» **PAGE**
────────────────────
Armenian Translation of Remnants of Auschwitz: The Witness and the Archive by Giorgio Agamben has been published
The first book of the Calouste Gulbenkian Translation Series “Quel che resta di Auschwitz. L’archivio e il testimone (Homo sacer III)” (Remnants of Auschwitz: The Witness and the Archive) by Giorgio Agamben has been published.
The book can be found at the Western Armenian Corner at the Artbridge bookstore café and at other bookstores in Yerevan.
Translator – Marc Nichanian
Editor – Minas Lourian
Publisher – Actual Art
Read below biographies of the translator and the editor, as well as short information about the author and the book.
Marc Nichanian, a philosopher, literary critic and translator. Nichanian was born in France, and specialized in Armenian Studies and Philosophy. Nichanian has taught at a number of outstanding Universities in France, Italy, the USA, Turkey and Armenia. He has a long bibliography of published books, both translations and his own works on literature, philosophy, and the humanities. In 1980, he founded KAM (ԿԱՄ), an analytical journal, which has been published with interruptions between 1980 and 1986, then in 2000’s, and is currently being published again since 2020. Nichanian now resides in Lisbon, Portugal. You can read the introduction to the translation by Marc Nichanian here.
Minas Lourian, Director of the Center for Armenian Culture Studies and Documentation. Born in Beirut, Lebanon, he did part of his musical studies there, then moved to Venice in 1980 to continue his studies. Since 1987, he began to work with Veneto Musica and several other music societies, institutions, and international festivals of early and contemporary, classical and jazz music, as a founder, coordinator, or director. The recording studio founded by Lourian in 1991, created a complete sound archive of the orally transmitted Armenian medieval sacred chant repertoire, conserved since the beginning of the 18th century in San Lazzaro, by the Armenian Mekhitarist Congregation. Between 2016-2019, he was the president of the Italian-Armenian community representative board (Unione degli Armeni d’Italia).
────────────────────
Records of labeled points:
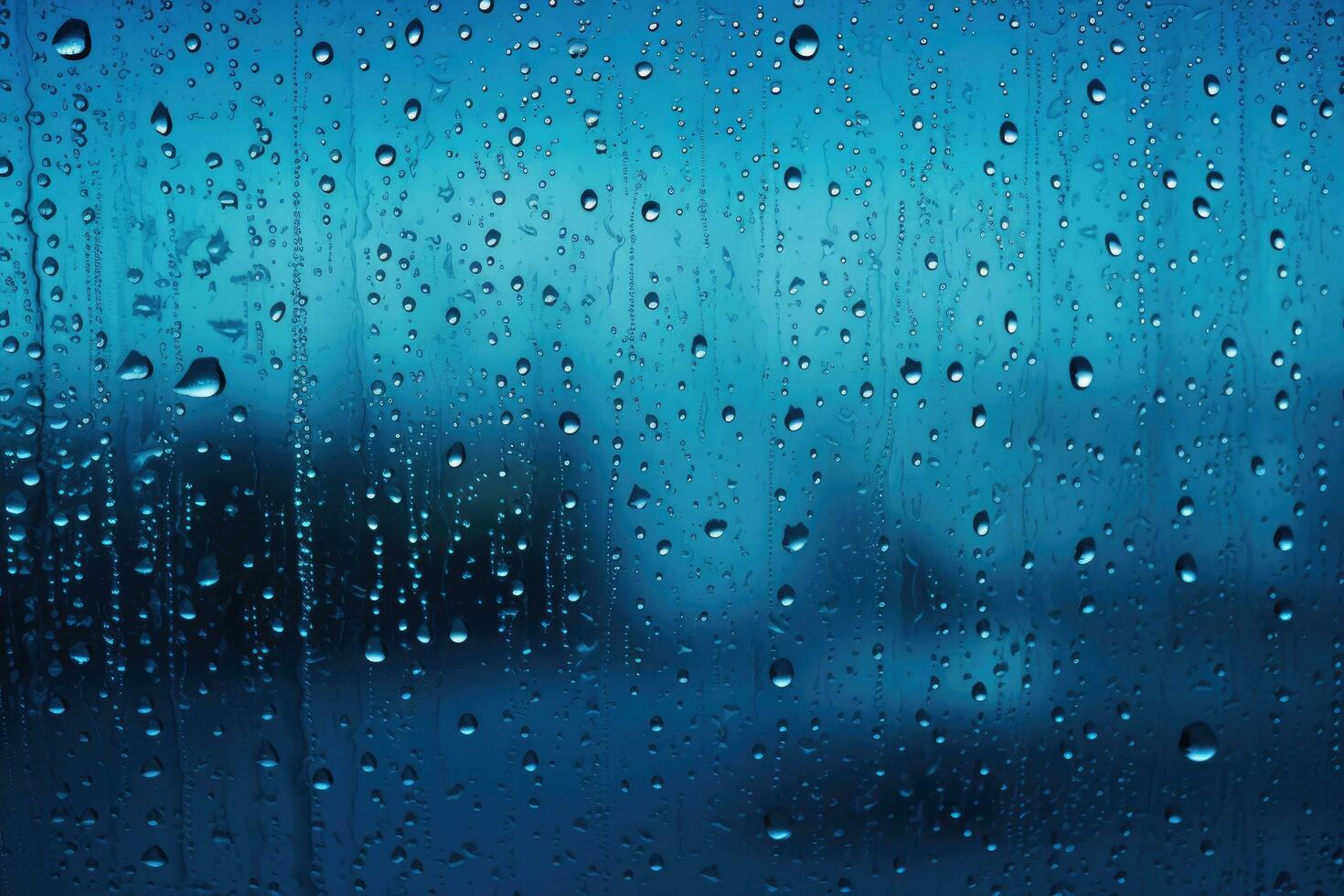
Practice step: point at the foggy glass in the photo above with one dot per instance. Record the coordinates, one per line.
(555, 446)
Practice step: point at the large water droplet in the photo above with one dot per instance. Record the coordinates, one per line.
(1080, 372)
(1198, 741)
(73, 39)
(203, 379)
(804, 42)
(160, 120)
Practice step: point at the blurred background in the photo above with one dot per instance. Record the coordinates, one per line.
(580, 446)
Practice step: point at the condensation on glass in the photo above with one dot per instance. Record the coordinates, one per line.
(568, 446)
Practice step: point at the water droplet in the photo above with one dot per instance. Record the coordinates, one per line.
(374, 650)
(804, 42)
(160, 120)
(136, 367)
(203, 379)
(1186, 569)
(1080, 372)
(456, 454)
(414, 32)
(73, 39)
(912, 371)
(1198, 741)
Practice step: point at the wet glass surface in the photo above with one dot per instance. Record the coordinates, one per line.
(601, 448)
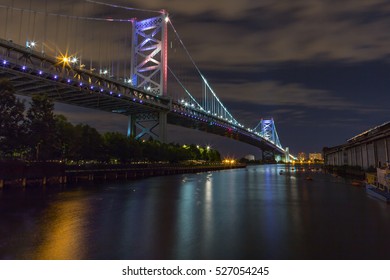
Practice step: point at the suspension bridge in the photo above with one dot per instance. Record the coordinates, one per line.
(137, 68)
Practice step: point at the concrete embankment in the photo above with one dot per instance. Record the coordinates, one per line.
(42, 174)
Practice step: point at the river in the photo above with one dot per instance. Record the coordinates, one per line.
(252, 213)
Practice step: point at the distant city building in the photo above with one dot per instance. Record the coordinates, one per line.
(250, 157)
(315, 156)
(301, 156)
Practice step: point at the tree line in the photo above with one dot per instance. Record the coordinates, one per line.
(36, 133)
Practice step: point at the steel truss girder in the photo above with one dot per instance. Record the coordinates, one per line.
(144, 124)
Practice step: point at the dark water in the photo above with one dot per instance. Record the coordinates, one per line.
(252, 213)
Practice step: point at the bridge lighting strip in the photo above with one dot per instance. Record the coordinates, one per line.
(67, 16)
(72, 82)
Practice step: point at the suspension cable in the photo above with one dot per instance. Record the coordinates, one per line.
(123, 7)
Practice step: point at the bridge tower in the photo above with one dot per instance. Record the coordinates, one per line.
(149, 64)
(149, 54)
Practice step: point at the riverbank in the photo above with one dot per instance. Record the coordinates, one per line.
(21, 174)
(353, 172)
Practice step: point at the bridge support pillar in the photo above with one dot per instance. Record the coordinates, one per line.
(131, 127)
(141, 126)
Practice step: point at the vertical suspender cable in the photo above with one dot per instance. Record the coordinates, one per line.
(20, 27)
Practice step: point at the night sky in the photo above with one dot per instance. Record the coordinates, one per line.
(319, 68)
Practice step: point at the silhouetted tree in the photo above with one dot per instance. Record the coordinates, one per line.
(41, 127)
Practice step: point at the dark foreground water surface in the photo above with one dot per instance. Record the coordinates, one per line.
(252, 213)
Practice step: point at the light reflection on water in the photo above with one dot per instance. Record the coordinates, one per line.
(253, 213)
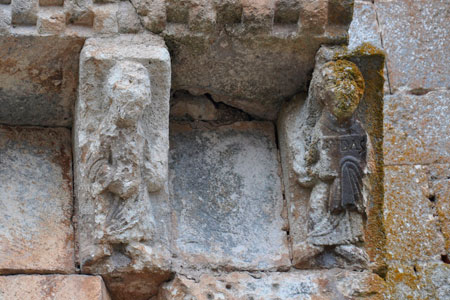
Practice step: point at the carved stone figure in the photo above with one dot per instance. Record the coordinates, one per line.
(334, 162)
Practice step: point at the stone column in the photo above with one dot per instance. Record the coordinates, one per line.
(121, 162)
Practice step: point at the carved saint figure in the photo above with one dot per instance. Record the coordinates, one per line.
(335, 162)
(123, 168)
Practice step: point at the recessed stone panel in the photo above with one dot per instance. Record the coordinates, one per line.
(36, 233)
(323, 285)
(38, 79)
(60, 287)
(226, 196)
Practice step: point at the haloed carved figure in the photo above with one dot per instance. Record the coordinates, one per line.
(122, 169)
(335, 163)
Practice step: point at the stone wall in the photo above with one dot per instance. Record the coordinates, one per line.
(167, 149)
(414, 35)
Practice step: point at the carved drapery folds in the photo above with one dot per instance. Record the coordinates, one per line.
(329, 161)
(121, 160)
────────────────────
» **SET PROBLEM 1**
According to the announcement of the Agamben translation, in what year did Marc Nichanian found the journal KAM?
» **SET PROBLEM 2**
From the announcement of the Agamben translation, quote the part that opens with the words containing "Translator – Marc" and closes with "Marc Nichanian here.".

» **FINAL ANSWER 1**
1980

» **FINAL ANSWER 2**
Translator – Marc Nichanian
Editor – Minas Lourian
Publisher – Actual Art
Read below biographies of the translator and the editor, as well as short information about the author and the book.
Marc Nichanian, a philosopher, literary critic and translator. Nichanian was born in France, and specialized in Armenian Studies and Philosophy. Nichanian has taught at a number of outstanding Universities in France, Italy, the USA, Turkey and Armenia. He has a long bibliography of published books, both translations and his own works on literature, philosophy, and the humanities. In 1980, he founded KAM (ԿԱՄ), an analytical journal, which has been published with interruptions between 1980 and 1986, then in 2000’s, and is currently being published again since 2020. Nichanian now resides in Lisbon, Portugal. You can read the introduction to the translation by Marc Nichanian here.